_Document passage_
——————————
I believe we are seeing a compounding of the problem with children getting fat because their parents were taught to eat low fat and are now passing that on to their children. It's too late for me to solve my own daughter's obesity. At 21 she is too old for me to control what she eats. Oh, how I wish I could go back to when she was 3 or 4 years old and apply the knowledge I have now!
I've been trying to think of how to make a difference. I thought about making up a flyer and just handing it out to people. If I handed out 100 flyers and it helped one child, it would be worth it. But, would anybody really read it and try to follow a lower carb lifestyle? I don't have any credentials like nutritionists or doctors have. While we low carbers understand that the so called experts really aren't expert, other people still listen to them.
I do think those of us who have seen the light ought to give back to the community. And what better way than to educate the parents of young overweight children! I just am not sure how to go about it. Maybe if enough of us got together and brainstormed some options, we could come up with a plan... maybe like the pay it forward concept. I can just see us TDC'ers on the news because we made a difference in a child's life!
Anyway, I'm rambling a bit, but I would really like to do something. It's frustrating to read threads in the media section where they want to take children away from their parents because being obese is considered a form of child abuse.
katwoman
Sun, Jun-17-07, 21:10
It also makes me very angry (as a teacher dedicated to a LC lifestyle) to see the GARBAGE served in school cafeterias. Carbs are cheap--and THAT is why every meal served by public school systems are so high in carbs. Pasta, pizza, battered and fried chicken and fish, mashed potatoes, hot rolls, burritos. . .and our kids who are on free/reduced lunches who also get high carbs at home (for the same reason) don't have a chance.
——————————
_Records provided_
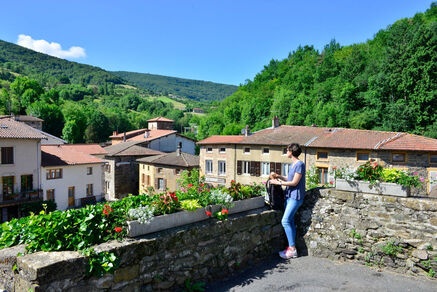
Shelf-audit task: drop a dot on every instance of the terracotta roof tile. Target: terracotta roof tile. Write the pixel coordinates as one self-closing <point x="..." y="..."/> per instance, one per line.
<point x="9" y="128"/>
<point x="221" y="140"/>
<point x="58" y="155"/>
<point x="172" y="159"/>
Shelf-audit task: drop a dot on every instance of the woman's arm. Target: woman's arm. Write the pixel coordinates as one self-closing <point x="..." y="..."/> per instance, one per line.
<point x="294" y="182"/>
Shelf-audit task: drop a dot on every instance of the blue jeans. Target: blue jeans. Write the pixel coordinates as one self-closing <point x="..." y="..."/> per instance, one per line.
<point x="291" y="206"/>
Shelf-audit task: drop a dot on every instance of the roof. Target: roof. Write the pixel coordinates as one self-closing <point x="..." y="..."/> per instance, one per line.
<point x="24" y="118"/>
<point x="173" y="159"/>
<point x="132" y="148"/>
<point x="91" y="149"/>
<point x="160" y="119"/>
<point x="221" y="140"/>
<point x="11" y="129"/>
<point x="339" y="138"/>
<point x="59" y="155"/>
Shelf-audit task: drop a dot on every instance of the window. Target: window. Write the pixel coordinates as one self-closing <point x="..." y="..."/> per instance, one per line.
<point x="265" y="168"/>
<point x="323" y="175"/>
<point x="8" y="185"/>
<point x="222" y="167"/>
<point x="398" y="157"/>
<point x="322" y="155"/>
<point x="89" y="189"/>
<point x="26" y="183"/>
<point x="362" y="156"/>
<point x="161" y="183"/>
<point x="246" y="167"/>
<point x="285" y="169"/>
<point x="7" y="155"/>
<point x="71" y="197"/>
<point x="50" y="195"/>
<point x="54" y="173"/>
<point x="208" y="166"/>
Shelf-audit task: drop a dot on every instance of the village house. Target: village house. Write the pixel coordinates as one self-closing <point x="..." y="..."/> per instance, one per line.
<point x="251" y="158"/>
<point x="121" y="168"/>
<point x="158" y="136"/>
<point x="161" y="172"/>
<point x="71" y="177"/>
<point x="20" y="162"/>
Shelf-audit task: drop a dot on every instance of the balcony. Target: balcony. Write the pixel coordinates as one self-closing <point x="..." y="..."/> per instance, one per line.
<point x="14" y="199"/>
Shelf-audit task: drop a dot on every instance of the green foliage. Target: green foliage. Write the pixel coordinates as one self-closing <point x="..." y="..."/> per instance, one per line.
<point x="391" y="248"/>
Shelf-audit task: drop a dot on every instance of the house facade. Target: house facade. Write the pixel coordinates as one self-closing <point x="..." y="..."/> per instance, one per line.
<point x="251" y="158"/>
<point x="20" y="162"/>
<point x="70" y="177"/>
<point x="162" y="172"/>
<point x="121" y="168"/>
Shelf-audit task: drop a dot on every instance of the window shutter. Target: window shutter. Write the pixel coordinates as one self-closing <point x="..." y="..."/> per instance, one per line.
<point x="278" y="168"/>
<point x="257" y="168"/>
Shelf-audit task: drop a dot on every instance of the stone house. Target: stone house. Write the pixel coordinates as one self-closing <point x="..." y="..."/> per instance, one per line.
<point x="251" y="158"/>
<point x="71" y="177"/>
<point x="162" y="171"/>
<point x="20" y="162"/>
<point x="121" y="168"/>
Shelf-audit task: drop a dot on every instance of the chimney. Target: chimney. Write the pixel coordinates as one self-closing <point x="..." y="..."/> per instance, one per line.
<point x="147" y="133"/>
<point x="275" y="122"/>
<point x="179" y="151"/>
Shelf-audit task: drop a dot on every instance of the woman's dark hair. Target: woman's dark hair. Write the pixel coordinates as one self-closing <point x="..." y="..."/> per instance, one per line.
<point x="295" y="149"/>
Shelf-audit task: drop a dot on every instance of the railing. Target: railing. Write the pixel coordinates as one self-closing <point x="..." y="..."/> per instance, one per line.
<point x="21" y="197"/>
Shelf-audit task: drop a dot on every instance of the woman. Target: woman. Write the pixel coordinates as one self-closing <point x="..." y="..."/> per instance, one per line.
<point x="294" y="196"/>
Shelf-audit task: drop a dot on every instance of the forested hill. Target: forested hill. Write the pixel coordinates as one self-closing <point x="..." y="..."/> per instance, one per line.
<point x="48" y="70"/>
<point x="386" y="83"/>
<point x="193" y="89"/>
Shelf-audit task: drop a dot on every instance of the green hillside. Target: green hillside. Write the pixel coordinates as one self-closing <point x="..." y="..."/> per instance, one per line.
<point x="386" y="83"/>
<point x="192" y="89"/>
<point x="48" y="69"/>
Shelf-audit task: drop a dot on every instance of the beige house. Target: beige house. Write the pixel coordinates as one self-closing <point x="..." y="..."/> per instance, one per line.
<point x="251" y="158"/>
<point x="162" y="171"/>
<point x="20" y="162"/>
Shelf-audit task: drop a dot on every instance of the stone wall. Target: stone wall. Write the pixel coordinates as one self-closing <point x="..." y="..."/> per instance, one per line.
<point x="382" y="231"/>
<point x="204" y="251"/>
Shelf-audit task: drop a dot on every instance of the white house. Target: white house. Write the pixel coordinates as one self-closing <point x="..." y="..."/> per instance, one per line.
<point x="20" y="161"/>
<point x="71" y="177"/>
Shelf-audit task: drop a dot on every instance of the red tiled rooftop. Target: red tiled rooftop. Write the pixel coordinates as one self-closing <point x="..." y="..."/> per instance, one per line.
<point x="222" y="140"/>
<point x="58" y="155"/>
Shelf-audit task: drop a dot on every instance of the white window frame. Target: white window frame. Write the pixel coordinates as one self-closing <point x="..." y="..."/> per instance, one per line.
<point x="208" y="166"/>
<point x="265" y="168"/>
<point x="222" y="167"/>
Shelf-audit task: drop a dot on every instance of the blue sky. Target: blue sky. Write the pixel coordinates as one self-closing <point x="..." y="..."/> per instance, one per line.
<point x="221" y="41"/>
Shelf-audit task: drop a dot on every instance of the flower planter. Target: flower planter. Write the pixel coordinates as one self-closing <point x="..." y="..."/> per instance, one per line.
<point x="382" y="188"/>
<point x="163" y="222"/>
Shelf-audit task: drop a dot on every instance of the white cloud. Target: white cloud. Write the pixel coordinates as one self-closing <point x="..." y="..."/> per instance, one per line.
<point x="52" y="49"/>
——————————
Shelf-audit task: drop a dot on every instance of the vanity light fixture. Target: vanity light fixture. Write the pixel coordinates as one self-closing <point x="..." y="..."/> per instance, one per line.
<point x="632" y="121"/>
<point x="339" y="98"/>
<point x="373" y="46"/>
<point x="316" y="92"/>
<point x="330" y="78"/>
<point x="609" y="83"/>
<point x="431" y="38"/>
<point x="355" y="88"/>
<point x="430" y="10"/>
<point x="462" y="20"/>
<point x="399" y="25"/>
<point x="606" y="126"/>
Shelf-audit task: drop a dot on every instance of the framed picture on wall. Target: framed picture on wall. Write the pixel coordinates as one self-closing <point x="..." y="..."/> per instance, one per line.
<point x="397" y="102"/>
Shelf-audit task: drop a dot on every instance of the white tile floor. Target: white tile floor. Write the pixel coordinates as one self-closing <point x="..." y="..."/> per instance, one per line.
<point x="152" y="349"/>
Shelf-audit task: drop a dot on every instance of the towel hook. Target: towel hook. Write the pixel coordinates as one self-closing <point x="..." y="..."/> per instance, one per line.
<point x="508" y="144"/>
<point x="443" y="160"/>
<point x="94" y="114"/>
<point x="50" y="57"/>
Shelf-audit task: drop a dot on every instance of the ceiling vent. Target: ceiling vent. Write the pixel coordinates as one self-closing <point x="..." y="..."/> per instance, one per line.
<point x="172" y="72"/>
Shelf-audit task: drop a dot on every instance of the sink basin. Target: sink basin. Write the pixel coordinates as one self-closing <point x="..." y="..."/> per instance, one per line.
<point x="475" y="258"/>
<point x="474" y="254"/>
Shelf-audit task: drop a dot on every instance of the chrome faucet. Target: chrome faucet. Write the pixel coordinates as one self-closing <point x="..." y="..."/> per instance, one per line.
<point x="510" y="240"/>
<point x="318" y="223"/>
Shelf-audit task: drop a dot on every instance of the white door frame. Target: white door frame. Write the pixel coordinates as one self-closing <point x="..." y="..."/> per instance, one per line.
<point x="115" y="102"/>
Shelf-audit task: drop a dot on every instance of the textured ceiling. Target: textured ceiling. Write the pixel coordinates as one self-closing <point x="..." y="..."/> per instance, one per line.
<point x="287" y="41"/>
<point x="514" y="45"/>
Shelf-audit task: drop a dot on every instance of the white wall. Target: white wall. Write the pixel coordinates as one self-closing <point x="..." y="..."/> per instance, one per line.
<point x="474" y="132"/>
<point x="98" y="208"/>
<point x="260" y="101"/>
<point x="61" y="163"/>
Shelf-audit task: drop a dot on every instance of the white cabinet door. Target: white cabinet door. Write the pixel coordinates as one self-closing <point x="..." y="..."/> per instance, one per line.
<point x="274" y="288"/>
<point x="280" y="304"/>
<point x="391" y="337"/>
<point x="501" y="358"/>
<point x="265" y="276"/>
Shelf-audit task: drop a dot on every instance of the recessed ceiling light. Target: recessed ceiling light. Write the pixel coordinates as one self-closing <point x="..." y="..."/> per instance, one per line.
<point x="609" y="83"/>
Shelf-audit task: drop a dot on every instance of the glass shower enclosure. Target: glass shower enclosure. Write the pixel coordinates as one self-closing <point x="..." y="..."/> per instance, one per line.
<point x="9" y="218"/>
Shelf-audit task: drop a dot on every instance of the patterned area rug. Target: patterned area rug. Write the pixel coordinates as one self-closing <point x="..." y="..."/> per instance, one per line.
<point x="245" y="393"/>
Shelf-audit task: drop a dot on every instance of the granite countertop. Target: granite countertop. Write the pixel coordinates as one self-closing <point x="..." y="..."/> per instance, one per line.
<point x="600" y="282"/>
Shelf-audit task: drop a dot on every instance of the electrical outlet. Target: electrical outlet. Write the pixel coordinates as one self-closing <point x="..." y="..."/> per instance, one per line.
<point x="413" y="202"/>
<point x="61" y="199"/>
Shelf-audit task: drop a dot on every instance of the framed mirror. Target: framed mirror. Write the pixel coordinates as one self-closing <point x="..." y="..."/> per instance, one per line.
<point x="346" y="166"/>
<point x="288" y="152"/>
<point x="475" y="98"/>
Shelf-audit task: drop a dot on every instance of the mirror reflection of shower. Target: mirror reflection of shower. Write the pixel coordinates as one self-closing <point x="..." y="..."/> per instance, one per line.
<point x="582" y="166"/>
——————————
_Explore the material_
1. In the forum thread about childhood obesity, how old is the first poster's daughter?
2. Continue the forum thread about children's diets and school lunches from where it stops.

_Answers to each task_
1. She is 21.

2.
It's a big problem--big challenge, but I'm with you Dianne. There has to be a way to get some attention focussed on this issue.
kathleen24
Sun, Jun-17-07, 22:34
All I can say right now is wow.
There are so many people who are hungry for hope, who need to hear this. In the last week, I've spoken to two people about it. One is the wife of a man about 350. She's a charmer, looks a lot like our Judy, and just bubbly and warm and funny. She says of her husband that she loves him so much, and is worried about his health--they traveled 700 miles r.t. to look into the surgery--and I told her about this forum and LC--she was so excited. Another is a woman who had a bypass years ago, went from 300 to 140--and is back to 190, and considering another surgery. I told her about LC, and she was impressed, wanted to know more.
You know where this could really make a difference? Middle school and high school. There are kids there who are old enough to be making their own decisions, and need information. Years of misery could be spared, lives and limbs saved. I feel confident that if this tide is not stemmed, these children will reap the whirlwind. Look how much worse it is now for kids--they will be fighting this earlier, and worse than our generations have had it. Scary, yes?